PROBLEM STATEMENT:
Continue the guest post below on the immune system and COVID, starting right after its last sentence.

SOURCE EXTRACT:

Guest Post: Do Everything You Van to Increase Your Odds Against COVID

This post is shared with permission from David Coutin, M.D. Dr. Coutin is a retired immunologist living in Bend, Oregon. He wrote this piece for The Bulletin in August 2021.


The human immune system is highly complex. Sometimes it takes many years of study to understand it. Given the heated discussion and misinformation surrounding how to approach the coronavirus pandemic, it is important for all of us to understand the basic concepts why recommendations are being made to you and why they change.

Alfred Einstein said, “God doesn’t play dice with the universe.” Indeed, God designed our immune system down to its most elemental level. It’s literally in our DNA, in our chromosome 6, which codes the surface proteins, which is how our immune system responds to foreign microbes and our own cells.

We all know stories about how Native Americans and Hawaiians, when confronted with viruses, were not able to mount immune responses to viruses and, unfortunately, died in large numbers. That is because their genes did not recognize those microbes. 

Similarly, autoimmune disease is genetic wherein our own immune cells accidentally attack our own cells due to exposure to microbes that share common surface proteins. Macrophages engulf foreign microbes based on surface proteins and present them to T cells — which present them to B cells, which produce antibodies, which attack the microbes. There are Memory B and T cells that are activated upon re-exposure but, with time, lose this ability. Also, age, diabetes, cancer, chemotherapy, steroids, autoimmune disease, immunodeficiency all negatively affect our immune responses and lead to more severe infection and death.

Many have concerns that the vaccine leads to autoimmune disease, but studies have shown that there is far more chance of that with natural infection.

The coronavirus is new, and we are only beginning to understand it. Science is not fixed in stone. It evolves with observation, experimentation and rational interpretation of the data.

One of medicine’s first mistakes was not to recommend masking for the public. That was done because there was a shortage, and they wanted to have an adequate supply for health care providers. Secondly, they should not have recommended cloth masks, but surgical masks at a minimum. Many studies have clearly demonstrated the effectiveness of masks. Now that N95 or K95 masks are abundantly available, they are reserved for contact with COVID-19. At the beginning of the pandemic, we did not know how fast or how lethal the variants of COVID-19 would evolve. The delta variant is 1,000 times stickier and more transmissible and can accumulate 1,000 times higher in our bodies.

AVAILABLE DATA:
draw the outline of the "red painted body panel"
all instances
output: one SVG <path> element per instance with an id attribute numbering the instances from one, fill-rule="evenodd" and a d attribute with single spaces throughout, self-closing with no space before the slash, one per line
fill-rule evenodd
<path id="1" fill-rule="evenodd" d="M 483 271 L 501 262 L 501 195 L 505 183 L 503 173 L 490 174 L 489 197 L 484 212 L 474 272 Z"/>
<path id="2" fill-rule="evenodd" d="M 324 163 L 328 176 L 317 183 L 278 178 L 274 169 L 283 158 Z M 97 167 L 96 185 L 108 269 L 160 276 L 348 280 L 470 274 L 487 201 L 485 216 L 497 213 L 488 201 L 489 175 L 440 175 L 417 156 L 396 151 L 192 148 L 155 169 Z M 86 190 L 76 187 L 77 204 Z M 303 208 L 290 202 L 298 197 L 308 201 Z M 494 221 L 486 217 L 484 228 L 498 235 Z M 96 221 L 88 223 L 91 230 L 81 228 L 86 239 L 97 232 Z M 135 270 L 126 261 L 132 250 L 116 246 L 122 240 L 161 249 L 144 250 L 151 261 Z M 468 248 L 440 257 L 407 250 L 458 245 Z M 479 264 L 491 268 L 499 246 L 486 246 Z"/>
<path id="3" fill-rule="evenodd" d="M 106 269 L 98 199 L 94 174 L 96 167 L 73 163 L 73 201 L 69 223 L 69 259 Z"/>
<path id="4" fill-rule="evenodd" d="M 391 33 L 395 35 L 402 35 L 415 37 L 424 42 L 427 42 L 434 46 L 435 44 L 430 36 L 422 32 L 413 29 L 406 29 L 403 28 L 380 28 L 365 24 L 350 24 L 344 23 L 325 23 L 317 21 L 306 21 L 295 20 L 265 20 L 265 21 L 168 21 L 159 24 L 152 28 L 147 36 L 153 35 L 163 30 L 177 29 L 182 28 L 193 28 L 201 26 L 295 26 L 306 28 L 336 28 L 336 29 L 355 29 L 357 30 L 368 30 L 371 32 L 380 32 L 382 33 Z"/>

ANSWER SECTION:
People with waning antibody levels can be reinfected, but fortunately the majority of them do not need to be hospitalized as they have a milder course. Now you can understand the need for the vaccinated and unvaccinated to wear masks. Masks protect both from all COVID-19 variants. 

Nationwide, approximately 80% of hospitalized patients have never been vaccinated and 20% have been vaccinated. By closely following the rate of new infections, hospitalizations, ICU admissions and available ICU beds, recommendations are being made to you to protect both you and the community.

Our bodies are in constant battle with microbes. If you haven’t been vaccinated or had natural infection, you are a walking petri dish that can infect others and especially affect those with waning immunity. The concern is that variants such as the lambda variant will evolve to be resistant to present vaccines before we can develop new ones. The way to avoid that is to vaccinate as many people and as fast as possible to decrease the reservoir.

Please don’t just think of the vaccine as treatment for the individual, but as treatment for the whole community. The vast majority of the medical community has found our present vaccines to be both safe and effective with rare side effects. Doctors are not profiting from your illness or from the pharmaceutical industry. We are not trying to take over your lives, but to protect lives.

It is best that we physicians constantly reach out to you, rather than let the politicians decide for you. Think of approaching this infection as doing everything to increase your odds as if you were going to Las Vegas, and that we are engaged in both in a battle and a race. Please talk to your physician about your concerns and make the best decision for yourself, your loved ones and your community.